*Reading passage:*

━━━━━━━━━━━━━━━━

An escrow contract waiting to release funds, a reputation system updating an agent’s score, a DAG orchestrator deciding whether to proceed — all of these need to answer one question before acting:
Did the agent actually deliver what was paid for?
Right now each system that needs this answer either skips the check, rolls its own verification logic, or trusts the agent’s self-report. That’s not a reliable foundation for settlement.
What SAR is
Settlement Attestation Receipt (SAR) is a minimal, open receipt format for delivery attestation in agent commerce.
A SAR receipt is a stateless, deterministic, cryptographically signed artifact that any system can verify offline, without contacting the issuing infrastructure. It answers one question — did the agent deliver what was specified — and produces a portable, replay-stable proof that payment rails, wallets, escrow contracts, reputation systems, and orchestration frameworks can act on independently.
The signed core is exactly six fields: task_id_hash, verdict, confidence, reason_code, ts, and verifier_kid.
Extensions are additive and never affect the signed core or receipt_id derivation.
Design principles
Deterministic. receipt_id = SHA256(JCS(core_fields_bytes)). Any party can recompute the ID from the receipt contents. No trust dependency on the issuing server.

━━━━━━━━━━━━━━━━

(Image boundary labeling items)
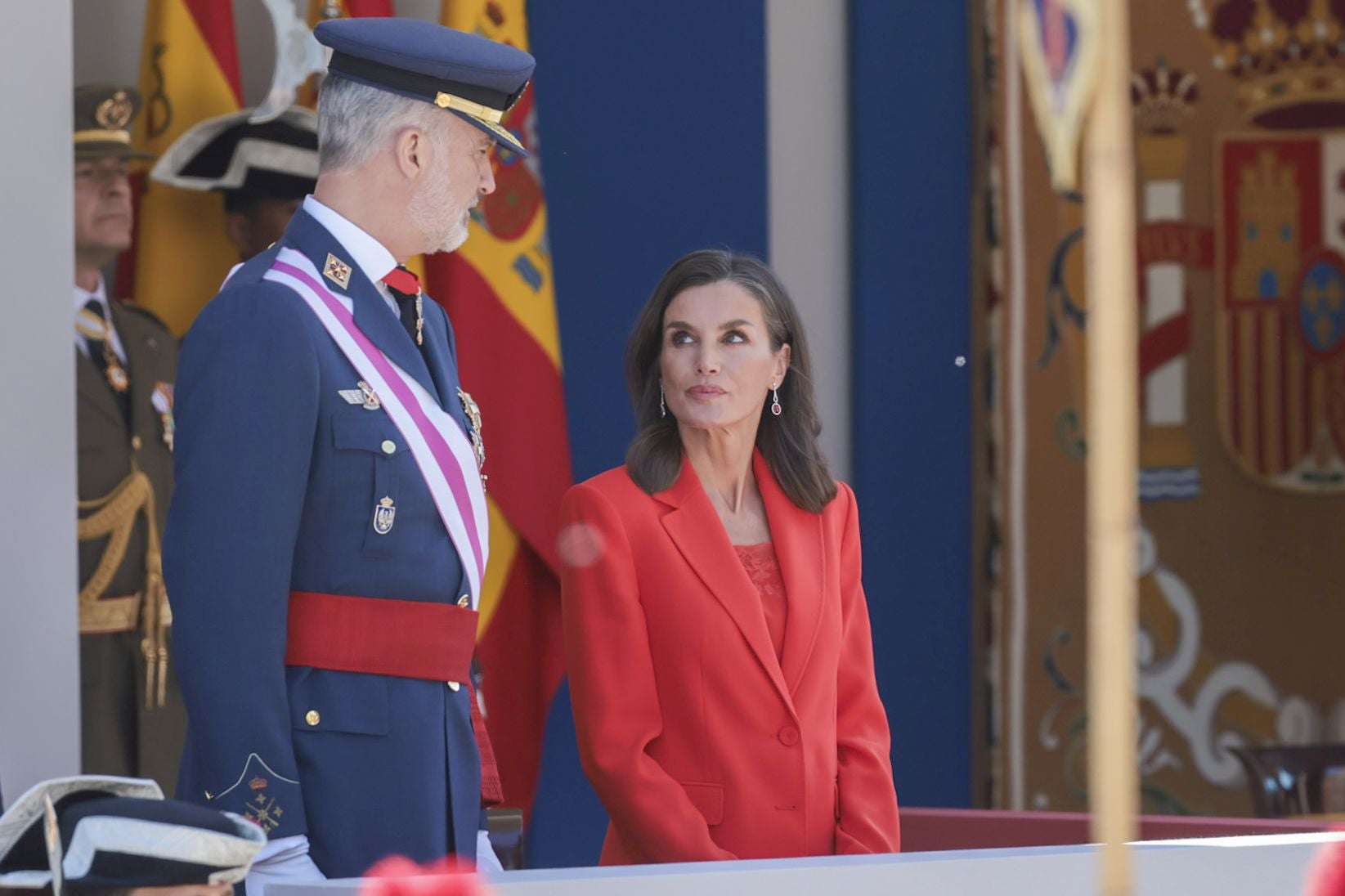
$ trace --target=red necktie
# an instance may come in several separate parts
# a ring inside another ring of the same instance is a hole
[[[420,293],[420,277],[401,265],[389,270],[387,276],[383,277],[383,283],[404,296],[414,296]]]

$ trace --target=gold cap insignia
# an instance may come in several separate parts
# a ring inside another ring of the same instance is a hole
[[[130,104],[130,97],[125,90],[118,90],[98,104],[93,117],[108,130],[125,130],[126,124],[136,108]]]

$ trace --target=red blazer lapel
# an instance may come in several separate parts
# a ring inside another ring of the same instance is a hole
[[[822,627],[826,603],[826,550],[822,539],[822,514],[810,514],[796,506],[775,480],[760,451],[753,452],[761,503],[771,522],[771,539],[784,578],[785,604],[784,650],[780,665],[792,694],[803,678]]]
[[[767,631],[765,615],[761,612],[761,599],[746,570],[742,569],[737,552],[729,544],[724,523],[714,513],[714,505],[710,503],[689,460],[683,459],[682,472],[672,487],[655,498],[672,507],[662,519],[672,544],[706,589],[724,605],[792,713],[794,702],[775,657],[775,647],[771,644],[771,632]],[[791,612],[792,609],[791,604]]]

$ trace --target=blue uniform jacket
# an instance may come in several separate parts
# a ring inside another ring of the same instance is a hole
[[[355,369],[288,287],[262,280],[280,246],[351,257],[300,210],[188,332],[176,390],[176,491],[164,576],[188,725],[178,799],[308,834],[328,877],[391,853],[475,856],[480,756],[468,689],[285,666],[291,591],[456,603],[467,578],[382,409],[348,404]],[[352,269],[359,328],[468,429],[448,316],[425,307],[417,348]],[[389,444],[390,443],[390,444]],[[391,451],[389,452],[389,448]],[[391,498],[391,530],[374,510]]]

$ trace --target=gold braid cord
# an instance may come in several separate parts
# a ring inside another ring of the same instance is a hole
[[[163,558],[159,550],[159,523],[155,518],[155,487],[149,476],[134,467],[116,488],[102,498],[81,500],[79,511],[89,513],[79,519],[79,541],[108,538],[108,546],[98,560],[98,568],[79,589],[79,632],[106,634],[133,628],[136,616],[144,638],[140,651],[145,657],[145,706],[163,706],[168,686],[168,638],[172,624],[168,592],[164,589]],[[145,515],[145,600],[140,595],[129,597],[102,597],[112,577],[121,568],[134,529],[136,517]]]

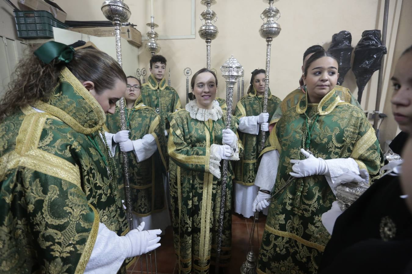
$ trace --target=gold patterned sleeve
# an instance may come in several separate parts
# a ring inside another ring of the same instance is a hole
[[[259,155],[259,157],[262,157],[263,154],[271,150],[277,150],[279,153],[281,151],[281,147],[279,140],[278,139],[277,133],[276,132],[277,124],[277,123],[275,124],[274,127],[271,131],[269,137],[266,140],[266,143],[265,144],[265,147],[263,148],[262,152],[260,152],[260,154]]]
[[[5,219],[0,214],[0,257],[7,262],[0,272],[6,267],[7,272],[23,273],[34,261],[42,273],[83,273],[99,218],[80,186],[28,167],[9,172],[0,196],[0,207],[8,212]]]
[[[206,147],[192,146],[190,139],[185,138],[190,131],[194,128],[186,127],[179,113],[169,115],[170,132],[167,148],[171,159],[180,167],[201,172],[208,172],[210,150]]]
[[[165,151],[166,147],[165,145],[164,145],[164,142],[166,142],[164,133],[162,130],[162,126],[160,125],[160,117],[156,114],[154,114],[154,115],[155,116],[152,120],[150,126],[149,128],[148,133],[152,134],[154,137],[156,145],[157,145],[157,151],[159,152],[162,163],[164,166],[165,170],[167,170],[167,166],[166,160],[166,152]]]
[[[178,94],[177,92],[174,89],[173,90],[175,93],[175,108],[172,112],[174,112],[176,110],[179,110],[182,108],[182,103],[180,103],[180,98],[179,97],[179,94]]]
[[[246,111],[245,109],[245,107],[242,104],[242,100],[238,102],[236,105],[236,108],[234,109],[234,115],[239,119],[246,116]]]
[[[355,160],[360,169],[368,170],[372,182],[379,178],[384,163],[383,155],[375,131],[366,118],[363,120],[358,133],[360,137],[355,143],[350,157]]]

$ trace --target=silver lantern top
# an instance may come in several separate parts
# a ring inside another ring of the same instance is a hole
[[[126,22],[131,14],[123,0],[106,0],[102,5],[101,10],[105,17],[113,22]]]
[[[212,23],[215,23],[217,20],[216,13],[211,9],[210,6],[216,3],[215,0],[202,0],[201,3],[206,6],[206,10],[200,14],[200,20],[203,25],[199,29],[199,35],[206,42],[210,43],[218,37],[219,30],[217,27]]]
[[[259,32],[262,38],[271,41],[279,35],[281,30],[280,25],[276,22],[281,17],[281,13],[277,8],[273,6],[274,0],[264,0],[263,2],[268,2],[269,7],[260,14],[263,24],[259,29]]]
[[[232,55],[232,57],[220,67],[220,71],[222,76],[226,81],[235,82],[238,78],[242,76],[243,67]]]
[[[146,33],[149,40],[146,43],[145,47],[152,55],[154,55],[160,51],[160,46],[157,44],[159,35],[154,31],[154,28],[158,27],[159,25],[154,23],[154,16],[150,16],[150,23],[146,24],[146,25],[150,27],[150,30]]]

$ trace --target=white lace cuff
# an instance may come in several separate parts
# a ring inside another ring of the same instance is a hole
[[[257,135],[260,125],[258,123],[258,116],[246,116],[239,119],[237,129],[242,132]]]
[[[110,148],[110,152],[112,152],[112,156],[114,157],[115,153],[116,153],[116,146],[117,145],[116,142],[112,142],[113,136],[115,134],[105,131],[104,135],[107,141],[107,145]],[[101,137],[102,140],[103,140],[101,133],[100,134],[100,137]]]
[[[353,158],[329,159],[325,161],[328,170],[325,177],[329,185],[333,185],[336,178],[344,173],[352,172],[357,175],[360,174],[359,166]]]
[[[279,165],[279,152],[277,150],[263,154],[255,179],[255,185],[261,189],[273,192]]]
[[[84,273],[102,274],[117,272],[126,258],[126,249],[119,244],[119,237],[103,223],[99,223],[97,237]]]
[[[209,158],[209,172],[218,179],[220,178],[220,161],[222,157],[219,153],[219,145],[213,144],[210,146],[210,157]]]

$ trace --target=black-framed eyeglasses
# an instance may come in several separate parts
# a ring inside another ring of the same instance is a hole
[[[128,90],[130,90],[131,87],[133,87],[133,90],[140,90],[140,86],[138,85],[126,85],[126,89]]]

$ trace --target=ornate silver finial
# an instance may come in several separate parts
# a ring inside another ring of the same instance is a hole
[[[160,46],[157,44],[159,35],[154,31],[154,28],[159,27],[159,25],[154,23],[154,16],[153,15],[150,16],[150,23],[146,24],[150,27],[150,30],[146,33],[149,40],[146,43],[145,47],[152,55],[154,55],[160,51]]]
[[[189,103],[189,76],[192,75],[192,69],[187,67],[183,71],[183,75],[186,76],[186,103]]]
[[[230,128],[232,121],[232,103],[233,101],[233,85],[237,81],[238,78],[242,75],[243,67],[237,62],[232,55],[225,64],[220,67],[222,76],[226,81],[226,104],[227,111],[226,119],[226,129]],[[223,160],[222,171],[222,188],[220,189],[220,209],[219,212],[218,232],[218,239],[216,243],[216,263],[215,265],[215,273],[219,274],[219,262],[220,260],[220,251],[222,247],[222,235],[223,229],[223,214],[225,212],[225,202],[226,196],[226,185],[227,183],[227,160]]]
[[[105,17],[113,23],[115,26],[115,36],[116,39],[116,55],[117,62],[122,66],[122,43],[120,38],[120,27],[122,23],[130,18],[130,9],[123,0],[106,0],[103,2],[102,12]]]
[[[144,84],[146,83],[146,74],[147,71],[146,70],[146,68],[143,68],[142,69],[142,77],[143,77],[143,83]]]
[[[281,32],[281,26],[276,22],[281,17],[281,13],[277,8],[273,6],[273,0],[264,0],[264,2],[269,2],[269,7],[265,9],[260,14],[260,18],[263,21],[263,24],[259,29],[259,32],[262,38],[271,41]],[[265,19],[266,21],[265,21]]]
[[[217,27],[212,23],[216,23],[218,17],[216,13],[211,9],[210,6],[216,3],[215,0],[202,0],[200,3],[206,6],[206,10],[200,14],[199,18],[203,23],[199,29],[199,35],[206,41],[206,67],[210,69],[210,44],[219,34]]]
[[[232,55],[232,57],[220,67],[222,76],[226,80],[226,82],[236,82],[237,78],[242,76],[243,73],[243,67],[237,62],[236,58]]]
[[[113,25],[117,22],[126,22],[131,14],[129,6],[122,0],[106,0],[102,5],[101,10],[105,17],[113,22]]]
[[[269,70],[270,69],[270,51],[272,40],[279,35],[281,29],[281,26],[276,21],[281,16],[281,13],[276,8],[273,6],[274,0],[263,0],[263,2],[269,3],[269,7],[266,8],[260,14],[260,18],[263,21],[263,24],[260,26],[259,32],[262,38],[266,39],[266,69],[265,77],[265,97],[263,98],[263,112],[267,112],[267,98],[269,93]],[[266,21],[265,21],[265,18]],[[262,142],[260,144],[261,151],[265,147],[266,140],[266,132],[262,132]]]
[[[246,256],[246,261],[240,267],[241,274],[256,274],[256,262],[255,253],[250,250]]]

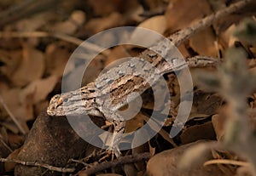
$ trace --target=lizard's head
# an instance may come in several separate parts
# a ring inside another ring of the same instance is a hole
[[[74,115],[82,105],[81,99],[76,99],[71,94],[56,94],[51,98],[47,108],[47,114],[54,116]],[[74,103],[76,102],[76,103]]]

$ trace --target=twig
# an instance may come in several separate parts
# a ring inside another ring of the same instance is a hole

━━━━━━━━━━━━━━━━

*Given exercise:* Repeat the SAR passage word for word, starting with "The signed core is" and going on through "the issuing server.". The records are separate material with no connection to the SAR passage.

*Finished task:*
The signed core is exactly six fields: task_id_hash, verdict, confidence, reason_code, ts, and verifier_kid.
Extensions are additive and never affect the signed core or receipt_id derivation.
Design principles
Deterministic. receipt_id = SHA256(JCS(core_fields_bytes)). Any party can recompute the ID from the receipt contents. No trust dependency on the issuing server.